TASK OBJECTIVE — Extend the commentary on Major League Baseball's 67-page safety manual, beginning after its final sentence.

··· SUPPLIED PASSAGE

Major League Baseball recently put together a 67-page manual outlining safety protocols that will need to be followed if players and other team personnel are going to return to play in a few weeks for training and in early July for a truncated season.
The reported measures range from the mundane to the seemingly extreme to the borderline impossible, and they all underscore the fundamental question: Is this worth it?
That can be viewed through two lenses: Is it worth having a season if all these measures — which we’ll get to in a bit — need to be followed?
To that, I would answer with a measured “yes.” If MLB and players are determined to have a season, they must do so in the most responsible way possible. If that means exhibiting what seems like an overabundance of caution, so be it. That’s what the coronavirus pandemic calls for.
The other lens, though, is more complicated: If MLB needs to draft a 67-page (and likely ultimately longer) set of safety guidelines just to hold a season, is it really safe enough — and ultimately worth it from that perspective — to have a season? That’s a fundamental question players are wrestling with, and for good reason. Baseball is not an essential service. It’s a luxury. If there wasn’t so much money at stake, would there really be such a scramble to re-start sports?

······
··· STUDY MATERIAL

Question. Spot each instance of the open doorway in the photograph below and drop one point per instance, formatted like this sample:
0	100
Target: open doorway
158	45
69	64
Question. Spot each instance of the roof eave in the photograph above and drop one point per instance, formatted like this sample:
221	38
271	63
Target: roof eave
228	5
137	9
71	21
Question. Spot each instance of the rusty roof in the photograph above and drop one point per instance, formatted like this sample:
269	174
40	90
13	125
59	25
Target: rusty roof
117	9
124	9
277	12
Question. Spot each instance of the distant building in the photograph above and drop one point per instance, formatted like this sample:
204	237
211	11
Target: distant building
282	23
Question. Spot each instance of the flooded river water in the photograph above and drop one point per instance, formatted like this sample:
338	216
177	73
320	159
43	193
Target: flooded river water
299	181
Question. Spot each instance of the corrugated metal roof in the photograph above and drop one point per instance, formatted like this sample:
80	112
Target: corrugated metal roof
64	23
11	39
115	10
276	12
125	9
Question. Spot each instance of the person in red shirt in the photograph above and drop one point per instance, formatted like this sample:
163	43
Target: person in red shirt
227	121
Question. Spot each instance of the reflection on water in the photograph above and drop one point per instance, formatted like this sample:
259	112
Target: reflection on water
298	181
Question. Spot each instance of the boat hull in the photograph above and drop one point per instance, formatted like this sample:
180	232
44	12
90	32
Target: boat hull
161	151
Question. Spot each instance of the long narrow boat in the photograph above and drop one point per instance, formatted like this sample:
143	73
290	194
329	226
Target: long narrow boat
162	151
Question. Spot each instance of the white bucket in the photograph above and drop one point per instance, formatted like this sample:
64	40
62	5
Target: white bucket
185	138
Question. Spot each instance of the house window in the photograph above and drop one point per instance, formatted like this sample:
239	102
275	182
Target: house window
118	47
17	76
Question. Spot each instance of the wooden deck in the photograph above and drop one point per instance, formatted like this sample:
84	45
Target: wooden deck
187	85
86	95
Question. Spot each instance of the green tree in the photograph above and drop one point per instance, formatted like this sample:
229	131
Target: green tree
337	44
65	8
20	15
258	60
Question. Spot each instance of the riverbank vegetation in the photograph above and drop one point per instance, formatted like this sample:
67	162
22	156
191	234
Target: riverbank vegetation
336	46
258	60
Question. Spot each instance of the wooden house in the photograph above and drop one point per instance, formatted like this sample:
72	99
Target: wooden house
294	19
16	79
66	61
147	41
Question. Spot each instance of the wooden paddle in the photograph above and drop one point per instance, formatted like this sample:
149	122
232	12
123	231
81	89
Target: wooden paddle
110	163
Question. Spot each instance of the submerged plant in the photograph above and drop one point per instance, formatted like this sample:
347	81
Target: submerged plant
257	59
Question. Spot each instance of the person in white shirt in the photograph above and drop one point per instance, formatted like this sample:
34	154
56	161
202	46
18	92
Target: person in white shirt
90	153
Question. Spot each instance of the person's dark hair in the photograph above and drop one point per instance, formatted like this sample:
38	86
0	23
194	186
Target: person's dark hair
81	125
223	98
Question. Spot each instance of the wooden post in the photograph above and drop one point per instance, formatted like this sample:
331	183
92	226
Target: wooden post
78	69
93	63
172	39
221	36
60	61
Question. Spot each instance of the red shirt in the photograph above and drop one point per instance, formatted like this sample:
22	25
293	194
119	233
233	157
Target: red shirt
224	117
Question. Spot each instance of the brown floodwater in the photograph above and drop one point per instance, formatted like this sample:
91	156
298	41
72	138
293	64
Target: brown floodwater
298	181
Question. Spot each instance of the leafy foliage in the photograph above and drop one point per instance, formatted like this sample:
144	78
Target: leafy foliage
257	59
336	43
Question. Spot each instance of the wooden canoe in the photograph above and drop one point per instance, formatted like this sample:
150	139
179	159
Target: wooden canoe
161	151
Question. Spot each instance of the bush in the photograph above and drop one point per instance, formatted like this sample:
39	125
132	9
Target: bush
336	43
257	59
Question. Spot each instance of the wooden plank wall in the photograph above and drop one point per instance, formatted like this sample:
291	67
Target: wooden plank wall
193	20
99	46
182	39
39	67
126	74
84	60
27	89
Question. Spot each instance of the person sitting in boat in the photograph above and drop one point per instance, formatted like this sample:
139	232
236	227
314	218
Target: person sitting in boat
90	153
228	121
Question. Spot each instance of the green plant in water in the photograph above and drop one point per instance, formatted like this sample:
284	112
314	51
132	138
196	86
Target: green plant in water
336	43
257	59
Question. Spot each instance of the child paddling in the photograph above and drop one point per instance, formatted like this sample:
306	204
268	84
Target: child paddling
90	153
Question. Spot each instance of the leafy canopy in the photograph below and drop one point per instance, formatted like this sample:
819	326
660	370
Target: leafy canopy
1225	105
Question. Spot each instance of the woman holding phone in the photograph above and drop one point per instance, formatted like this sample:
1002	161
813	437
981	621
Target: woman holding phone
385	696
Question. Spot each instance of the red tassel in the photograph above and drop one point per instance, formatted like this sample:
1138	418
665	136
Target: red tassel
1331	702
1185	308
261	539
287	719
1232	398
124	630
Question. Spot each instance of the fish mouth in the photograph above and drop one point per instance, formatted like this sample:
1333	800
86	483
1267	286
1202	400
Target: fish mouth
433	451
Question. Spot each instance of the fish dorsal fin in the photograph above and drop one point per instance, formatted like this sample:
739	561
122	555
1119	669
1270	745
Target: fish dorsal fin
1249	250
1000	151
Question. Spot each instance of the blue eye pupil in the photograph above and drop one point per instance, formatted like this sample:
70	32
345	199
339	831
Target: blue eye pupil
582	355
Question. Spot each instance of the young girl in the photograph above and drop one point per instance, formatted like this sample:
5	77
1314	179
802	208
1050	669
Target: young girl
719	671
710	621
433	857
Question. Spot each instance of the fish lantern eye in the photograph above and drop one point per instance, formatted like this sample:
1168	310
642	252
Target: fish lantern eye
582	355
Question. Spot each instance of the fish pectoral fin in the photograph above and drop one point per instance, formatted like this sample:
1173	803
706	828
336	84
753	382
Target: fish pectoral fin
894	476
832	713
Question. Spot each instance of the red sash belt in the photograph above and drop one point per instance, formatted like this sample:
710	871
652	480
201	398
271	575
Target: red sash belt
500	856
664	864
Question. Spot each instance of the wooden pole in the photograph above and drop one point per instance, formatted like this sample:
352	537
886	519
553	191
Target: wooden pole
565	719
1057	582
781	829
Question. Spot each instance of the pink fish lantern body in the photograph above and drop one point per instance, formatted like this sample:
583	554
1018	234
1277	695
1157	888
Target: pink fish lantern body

······

ANSWER TO THIS PROBLEM —
To understand both sides of this question, here are 10 of the most notable measures in the safety proposal, as reported by a variety of sources (the manual itself has not been published in full), along with a comment on each:
*Those not participating in a game would sit 6 feet apart — possibly in the stands or other auxiliary seating areas — and they would be wearing masks. That seems like common sense and easily doable, even if the optics while watching on TV might seem strange.
*No high-fives, fist-bumps, hugging, spitting, chewing tobacco or sunflower seeds. If all those things wind up being part of the final protocol and a season really happens, it seems like some of these would be both hard to enforce and could detract from some of the spontaneous emotion that adds to the environment of a game. I’m trying to imagine a walk-off home run under these conditions, even if they are created with good intentions.
*Temperature screening at least twice a day. Again, this one is common sense. And it will become part of a player’s routine. But a lot of little things probably will add up and make everyone involved hyper-aware of the conditions under which they are playing and which we are all living. In ensuring everyone’s physical health, how will it impact their mental health?
*Players should wash or sanitize their hands after every half-inning. Pitchers won’t need sandpaper to doctor a baseball. Their dry hands will be enough. But again, if you set expectations at a high level then some lapses will still leave everyone relatively safe.
*No use of saunas, steam rooms or therapy pools. That could get tricky for players rehabbing injuries or simply trying to do their daily maintenance routines. In addition to other clubhouse rules, it will probably lead to a pretty sterile — literally and figuratively — atmosphere among teammates.
*When the ball is out of play or in between pitches, fielders are encouraged to retreat several steps away from the baserunner, per The Athletic. If this applies to things like trying to keep runners close at second base, I don’t like it. If players are going to be second-guessing the way they play the game, it won’t work.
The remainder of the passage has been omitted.